Assignment.
Where the word "pixels" occurs in a line of the listing, please copy the line.

Data extract.

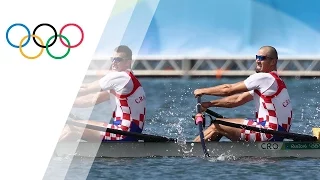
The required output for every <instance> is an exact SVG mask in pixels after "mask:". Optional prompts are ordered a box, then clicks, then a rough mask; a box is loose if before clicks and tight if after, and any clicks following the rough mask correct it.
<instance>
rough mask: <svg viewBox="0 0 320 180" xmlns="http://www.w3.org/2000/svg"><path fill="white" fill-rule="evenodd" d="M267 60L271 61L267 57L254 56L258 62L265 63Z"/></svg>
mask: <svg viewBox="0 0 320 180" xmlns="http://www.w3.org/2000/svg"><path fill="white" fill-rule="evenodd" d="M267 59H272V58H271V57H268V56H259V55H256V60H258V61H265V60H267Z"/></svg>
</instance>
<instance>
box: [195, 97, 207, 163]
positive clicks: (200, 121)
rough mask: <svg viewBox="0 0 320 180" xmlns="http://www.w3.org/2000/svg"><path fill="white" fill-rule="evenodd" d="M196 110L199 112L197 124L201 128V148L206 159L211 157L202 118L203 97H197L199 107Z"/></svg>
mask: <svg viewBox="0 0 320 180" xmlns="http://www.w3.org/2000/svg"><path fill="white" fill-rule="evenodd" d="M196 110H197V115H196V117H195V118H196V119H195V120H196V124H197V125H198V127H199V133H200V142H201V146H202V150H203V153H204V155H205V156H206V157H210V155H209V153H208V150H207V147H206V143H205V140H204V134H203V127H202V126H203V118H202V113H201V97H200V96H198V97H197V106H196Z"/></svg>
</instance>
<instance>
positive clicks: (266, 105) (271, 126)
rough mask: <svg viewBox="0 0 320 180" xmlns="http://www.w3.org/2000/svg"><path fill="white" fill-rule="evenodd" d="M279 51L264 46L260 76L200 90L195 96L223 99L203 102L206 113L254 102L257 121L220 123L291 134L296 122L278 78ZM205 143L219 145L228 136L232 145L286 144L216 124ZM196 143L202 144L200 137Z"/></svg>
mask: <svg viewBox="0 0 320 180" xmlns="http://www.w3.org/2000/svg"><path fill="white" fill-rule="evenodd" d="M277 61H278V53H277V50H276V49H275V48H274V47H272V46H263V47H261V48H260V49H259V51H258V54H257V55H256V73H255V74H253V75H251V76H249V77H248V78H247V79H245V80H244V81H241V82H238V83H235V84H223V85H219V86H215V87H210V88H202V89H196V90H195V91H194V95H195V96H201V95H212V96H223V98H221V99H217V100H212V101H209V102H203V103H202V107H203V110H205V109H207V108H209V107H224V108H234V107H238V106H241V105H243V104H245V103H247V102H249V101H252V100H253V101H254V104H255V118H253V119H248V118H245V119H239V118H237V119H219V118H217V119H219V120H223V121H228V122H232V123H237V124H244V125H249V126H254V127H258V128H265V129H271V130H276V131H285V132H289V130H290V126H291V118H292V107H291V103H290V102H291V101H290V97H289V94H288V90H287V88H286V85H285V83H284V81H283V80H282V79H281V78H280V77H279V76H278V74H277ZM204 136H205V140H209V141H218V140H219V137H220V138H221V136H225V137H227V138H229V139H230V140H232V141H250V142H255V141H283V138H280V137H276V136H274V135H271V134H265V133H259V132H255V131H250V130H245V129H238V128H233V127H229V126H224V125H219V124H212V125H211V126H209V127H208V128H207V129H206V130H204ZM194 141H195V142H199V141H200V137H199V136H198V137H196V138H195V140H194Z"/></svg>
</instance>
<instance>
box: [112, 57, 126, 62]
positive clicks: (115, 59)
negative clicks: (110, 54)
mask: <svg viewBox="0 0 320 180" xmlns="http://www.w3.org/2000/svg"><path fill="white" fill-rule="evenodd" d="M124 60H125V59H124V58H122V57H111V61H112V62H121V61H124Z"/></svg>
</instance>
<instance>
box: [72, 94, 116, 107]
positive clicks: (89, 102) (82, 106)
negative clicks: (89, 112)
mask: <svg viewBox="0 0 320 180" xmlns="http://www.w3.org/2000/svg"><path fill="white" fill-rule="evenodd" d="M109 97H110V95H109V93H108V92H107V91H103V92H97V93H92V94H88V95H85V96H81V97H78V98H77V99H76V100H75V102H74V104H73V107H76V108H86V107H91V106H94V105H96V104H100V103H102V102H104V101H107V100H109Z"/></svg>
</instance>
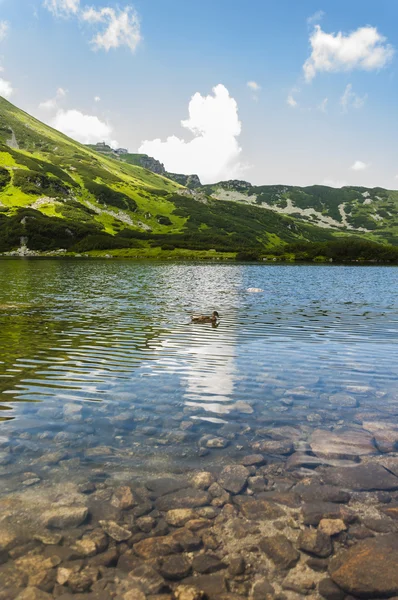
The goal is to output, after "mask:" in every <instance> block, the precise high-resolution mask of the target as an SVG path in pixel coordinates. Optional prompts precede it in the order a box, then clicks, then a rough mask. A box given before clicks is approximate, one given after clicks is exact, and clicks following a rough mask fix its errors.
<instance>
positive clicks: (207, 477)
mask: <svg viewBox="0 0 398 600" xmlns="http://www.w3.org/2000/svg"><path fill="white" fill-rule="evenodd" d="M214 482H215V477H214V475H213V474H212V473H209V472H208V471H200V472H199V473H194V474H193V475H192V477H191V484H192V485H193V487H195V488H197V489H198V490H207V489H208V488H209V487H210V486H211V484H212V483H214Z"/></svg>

==

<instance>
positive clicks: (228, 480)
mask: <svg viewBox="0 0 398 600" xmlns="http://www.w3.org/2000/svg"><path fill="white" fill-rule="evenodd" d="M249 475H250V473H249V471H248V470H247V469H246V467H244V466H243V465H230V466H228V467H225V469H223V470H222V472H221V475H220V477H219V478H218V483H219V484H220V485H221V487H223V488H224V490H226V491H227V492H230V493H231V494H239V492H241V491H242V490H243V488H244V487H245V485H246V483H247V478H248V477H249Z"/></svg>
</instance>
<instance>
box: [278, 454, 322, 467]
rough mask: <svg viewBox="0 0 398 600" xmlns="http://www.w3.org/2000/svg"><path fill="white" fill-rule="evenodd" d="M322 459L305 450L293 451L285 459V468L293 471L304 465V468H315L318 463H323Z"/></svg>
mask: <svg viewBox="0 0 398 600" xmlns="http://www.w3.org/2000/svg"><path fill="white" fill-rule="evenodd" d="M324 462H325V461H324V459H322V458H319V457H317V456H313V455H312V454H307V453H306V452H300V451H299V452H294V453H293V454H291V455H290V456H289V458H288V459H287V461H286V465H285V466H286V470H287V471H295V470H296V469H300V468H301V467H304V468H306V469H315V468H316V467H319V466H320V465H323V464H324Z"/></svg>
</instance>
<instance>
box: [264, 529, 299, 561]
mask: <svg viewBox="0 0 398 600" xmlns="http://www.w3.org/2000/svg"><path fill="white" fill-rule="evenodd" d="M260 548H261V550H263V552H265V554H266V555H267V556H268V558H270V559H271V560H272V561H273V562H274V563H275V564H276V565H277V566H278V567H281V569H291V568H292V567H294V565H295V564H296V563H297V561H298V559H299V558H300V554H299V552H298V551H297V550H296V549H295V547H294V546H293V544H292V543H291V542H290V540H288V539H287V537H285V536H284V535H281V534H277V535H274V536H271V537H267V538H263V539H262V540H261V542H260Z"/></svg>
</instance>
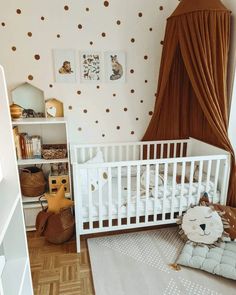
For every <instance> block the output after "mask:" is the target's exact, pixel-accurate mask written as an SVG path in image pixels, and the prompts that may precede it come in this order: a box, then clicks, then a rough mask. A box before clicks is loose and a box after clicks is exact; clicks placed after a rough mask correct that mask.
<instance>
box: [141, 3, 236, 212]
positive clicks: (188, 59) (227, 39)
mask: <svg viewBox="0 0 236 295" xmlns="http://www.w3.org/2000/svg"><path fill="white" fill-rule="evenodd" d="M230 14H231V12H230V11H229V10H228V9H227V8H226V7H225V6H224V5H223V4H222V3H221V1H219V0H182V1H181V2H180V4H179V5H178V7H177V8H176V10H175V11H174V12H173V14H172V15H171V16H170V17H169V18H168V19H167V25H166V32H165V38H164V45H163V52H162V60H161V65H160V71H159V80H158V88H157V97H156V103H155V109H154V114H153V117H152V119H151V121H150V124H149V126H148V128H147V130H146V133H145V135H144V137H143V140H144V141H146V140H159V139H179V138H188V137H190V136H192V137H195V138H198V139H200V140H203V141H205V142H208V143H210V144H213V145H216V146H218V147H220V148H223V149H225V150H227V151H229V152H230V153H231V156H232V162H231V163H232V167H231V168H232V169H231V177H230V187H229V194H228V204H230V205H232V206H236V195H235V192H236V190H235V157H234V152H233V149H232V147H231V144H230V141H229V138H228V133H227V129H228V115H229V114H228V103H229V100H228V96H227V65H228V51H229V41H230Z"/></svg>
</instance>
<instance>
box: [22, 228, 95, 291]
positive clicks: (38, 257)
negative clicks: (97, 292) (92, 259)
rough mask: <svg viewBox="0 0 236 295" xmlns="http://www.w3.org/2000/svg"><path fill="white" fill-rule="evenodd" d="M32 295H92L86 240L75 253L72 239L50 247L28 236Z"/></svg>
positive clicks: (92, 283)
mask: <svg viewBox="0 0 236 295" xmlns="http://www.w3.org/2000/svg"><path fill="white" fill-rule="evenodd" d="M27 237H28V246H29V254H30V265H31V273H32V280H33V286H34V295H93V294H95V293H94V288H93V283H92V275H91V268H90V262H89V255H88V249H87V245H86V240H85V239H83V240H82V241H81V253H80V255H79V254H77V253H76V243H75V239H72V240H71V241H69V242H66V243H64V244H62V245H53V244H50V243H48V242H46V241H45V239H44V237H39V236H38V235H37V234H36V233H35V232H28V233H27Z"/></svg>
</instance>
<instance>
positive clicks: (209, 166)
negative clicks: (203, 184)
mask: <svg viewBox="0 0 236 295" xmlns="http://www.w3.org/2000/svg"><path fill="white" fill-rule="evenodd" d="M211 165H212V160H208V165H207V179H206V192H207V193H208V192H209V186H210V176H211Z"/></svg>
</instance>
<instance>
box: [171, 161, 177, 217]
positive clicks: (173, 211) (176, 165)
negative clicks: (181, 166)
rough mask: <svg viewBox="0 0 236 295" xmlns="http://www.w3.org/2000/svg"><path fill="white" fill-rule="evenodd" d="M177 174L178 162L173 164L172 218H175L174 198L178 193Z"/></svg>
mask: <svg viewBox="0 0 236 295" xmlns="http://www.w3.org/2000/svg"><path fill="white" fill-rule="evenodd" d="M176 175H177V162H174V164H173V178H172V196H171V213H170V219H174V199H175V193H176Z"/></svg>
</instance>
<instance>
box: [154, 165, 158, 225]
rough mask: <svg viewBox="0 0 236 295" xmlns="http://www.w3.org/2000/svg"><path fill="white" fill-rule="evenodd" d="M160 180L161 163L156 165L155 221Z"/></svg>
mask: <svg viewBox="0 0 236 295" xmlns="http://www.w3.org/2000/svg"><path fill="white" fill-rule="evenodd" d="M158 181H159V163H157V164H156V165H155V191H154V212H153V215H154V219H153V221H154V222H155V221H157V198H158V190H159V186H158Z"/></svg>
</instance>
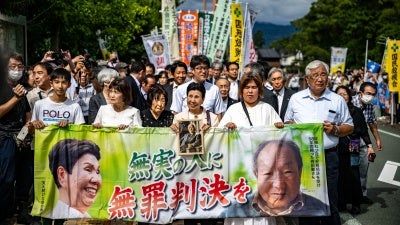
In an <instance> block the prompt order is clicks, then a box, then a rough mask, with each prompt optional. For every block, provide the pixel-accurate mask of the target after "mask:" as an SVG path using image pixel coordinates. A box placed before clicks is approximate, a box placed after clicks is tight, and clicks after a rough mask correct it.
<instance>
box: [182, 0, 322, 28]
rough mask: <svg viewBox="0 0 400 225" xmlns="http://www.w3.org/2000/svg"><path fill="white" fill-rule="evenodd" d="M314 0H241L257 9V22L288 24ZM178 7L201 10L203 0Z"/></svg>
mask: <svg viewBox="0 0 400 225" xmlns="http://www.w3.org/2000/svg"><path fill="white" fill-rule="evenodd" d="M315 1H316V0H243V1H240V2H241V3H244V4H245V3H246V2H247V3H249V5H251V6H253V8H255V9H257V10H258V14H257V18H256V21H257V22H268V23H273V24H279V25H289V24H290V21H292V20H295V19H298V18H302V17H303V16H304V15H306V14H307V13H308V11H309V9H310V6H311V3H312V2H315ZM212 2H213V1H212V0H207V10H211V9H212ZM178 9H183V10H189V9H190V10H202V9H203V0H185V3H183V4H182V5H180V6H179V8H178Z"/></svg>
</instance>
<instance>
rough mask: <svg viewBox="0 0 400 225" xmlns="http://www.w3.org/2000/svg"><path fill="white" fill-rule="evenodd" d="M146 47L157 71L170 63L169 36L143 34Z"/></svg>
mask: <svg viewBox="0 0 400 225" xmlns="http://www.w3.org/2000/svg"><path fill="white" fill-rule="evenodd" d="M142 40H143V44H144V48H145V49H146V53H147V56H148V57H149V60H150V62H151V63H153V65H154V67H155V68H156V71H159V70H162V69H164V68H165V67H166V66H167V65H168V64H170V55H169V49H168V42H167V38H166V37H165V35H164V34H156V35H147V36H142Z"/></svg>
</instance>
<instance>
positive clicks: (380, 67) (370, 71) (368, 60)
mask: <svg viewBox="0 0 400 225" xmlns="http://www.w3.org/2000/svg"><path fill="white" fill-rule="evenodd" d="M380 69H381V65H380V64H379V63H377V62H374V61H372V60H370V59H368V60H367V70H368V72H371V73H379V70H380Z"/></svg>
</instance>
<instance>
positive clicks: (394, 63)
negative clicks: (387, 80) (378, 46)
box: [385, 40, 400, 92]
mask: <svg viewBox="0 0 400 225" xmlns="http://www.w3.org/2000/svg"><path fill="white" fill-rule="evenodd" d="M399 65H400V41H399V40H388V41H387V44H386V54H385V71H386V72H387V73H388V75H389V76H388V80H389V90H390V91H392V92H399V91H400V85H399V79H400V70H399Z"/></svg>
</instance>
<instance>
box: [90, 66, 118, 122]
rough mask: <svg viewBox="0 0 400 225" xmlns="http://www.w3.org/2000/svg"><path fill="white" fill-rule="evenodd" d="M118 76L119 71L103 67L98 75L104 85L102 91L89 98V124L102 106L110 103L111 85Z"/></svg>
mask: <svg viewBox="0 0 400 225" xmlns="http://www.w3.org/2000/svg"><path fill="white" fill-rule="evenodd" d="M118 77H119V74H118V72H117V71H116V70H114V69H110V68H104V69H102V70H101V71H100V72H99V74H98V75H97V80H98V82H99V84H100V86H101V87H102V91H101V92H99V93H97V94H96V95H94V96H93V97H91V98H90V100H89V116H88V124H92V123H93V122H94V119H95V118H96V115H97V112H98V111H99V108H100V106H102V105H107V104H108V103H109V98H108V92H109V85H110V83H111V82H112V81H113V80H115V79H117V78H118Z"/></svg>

Answer to the exercise.
The required output for every <instance> is an exact SVG mask in pixels after "mask:". Optional prompts are ordered a box, then clicks, then a rough mask; a box is loose if before clicks and tight if after, and any clicks following the rough mask correct it.
For every <instance> block the output after "mask:" is the target's exact, pixel-accurate mask written as an SVG path in image pixels, and the prompts that may precede it come in this order: a box, then clicks, then a rough mask. A box before clicks is loose and a box after clicks is exact; clicks placed after a rough mask correct that mask.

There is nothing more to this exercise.